• _Given exercise_: Tally the lines in the records below that contain the string "calmas", with case counting, and reply with the number alone.

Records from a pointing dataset

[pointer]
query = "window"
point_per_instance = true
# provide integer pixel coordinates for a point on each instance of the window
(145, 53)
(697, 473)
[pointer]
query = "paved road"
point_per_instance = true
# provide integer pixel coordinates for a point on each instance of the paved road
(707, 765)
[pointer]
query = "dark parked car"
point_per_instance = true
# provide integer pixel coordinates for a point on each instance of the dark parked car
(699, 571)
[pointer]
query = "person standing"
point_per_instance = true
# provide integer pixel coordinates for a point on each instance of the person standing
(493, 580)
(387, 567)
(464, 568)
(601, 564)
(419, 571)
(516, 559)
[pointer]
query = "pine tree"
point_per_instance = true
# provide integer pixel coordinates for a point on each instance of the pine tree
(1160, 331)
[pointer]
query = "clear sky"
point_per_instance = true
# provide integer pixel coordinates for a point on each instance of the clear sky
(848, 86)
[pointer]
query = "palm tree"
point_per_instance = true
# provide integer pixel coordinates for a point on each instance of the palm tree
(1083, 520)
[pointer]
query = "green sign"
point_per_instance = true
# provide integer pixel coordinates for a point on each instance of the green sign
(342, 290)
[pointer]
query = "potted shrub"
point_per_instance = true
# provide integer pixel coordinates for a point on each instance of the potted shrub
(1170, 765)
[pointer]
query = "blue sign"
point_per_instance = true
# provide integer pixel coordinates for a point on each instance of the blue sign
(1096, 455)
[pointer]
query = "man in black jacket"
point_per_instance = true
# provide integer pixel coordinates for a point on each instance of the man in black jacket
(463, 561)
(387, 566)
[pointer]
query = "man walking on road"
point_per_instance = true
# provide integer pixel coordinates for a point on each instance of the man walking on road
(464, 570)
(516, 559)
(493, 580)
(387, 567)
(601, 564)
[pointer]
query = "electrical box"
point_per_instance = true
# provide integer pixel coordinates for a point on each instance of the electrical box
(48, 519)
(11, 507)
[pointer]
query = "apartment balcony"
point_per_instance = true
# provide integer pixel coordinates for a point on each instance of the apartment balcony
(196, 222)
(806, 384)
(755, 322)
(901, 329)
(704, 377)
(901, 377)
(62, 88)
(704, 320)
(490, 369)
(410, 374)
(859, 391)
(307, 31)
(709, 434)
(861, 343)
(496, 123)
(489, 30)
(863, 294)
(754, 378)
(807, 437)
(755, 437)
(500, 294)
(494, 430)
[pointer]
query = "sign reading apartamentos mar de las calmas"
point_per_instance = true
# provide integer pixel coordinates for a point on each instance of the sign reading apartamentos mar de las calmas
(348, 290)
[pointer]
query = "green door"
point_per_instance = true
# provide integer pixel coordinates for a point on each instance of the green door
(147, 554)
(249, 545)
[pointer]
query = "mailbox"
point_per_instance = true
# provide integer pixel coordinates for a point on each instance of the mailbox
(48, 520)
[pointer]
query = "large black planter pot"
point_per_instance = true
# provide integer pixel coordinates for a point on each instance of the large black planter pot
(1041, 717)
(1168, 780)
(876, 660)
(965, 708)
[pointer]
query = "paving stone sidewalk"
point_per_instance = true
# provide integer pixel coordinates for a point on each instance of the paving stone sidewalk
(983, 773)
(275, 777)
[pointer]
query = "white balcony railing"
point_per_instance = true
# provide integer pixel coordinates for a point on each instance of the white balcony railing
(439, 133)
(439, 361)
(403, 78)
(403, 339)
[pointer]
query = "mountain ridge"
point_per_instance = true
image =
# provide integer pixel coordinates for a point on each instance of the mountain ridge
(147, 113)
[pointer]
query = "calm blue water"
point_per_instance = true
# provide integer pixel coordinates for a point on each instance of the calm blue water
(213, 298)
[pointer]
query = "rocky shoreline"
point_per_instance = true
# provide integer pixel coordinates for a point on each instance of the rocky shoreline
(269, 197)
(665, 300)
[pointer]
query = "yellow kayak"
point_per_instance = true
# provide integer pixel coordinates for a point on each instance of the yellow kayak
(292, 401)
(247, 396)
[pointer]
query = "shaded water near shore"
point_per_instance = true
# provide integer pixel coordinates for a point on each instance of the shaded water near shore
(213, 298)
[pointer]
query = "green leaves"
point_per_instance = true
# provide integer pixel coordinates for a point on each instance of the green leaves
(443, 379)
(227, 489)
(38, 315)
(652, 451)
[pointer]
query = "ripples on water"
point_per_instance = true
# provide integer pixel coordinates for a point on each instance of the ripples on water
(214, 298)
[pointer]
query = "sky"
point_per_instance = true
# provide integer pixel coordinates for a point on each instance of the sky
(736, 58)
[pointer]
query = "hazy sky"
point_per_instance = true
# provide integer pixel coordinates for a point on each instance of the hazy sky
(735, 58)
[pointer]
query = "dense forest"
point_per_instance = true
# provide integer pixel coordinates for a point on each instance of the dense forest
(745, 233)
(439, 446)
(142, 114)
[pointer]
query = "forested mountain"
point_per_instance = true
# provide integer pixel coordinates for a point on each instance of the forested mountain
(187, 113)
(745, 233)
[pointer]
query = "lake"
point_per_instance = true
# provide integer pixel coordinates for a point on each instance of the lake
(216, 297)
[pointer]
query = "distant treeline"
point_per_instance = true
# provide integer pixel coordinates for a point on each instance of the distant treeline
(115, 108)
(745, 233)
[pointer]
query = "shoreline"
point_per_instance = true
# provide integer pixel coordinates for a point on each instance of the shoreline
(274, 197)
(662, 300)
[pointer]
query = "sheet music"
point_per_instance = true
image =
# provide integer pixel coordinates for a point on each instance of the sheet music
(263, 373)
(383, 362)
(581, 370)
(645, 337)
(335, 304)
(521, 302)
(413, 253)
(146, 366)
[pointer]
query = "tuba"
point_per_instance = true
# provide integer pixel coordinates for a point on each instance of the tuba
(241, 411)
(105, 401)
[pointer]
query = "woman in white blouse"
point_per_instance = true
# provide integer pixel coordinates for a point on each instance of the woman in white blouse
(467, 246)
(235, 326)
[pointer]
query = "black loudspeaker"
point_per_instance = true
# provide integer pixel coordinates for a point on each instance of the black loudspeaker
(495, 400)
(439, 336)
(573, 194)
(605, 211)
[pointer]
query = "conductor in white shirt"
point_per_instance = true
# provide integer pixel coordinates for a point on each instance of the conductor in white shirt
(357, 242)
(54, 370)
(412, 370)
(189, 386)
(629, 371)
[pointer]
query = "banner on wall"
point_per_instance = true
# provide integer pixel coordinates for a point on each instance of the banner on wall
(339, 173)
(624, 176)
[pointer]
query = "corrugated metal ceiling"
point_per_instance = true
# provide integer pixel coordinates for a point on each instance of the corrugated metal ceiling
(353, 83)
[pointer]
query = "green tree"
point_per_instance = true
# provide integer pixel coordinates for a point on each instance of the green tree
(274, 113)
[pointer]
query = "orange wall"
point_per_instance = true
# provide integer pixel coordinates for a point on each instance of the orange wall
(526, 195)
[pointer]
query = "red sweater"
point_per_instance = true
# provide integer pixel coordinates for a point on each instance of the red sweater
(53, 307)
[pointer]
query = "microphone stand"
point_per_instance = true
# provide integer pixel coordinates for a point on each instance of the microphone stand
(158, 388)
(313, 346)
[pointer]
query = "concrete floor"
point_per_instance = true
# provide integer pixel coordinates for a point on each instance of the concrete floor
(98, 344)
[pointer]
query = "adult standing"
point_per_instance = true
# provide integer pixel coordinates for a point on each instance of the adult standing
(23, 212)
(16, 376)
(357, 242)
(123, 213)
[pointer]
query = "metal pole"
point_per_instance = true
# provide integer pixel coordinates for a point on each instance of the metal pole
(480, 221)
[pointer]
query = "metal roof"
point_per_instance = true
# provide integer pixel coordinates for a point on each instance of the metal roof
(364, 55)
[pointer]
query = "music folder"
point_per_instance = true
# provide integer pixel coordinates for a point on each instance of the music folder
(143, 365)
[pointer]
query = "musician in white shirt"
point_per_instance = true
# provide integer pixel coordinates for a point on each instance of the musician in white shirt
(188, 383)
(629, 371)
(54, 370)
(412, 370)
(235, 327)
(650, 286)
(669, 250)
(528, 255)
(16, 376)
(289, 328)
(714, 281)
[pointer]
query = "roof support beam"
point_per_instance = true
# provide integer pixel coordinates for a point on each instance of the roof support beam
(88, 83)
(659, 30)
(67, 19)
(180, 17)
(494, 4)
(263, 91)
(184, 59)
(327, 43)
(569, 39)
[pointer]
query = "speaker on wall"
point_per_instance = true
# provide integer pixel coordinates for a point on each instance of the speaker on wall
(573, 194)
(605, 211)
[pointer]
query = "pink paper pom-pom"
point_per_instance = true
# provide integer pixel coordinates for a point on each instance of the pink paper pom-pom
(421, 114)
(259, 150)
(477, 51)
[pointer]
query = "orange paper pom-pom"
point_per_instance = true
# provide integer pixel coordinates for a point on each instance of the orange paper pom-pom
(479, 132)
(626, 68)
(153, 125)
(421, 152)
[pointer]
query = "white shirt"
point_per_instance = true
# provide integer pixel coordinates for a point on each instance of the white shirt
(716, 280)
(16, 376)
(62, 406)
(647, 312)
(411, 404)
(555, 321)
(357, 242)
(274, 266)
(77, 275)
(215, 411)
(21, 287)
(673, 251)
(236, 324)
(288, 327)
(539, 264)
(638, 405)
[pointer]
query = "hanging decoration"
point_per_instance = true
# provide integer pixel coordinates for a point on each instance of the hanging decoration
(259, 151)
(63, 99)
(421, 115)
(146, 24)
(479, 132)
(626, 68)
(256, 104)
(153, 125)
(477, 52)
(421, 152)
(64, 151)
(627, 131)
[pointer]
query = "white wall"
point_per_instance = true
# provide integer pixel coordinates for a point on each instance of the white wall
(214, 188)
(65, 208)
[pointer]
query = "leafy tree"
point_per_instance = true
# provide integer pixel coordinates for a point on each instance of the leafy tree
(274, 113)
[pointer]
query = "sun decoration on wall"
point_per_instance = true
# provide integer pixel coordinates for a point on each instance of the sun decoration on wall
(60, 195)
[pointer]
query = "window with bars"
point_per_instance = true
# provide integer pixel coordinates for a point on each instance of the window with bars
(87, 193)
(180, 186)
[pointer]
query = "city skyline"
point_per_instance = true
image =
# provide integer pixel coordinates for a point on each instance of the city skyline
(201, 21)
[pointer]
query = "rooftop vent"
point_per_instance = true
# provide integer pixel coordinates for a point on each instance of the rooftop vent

• _Correct output_: 2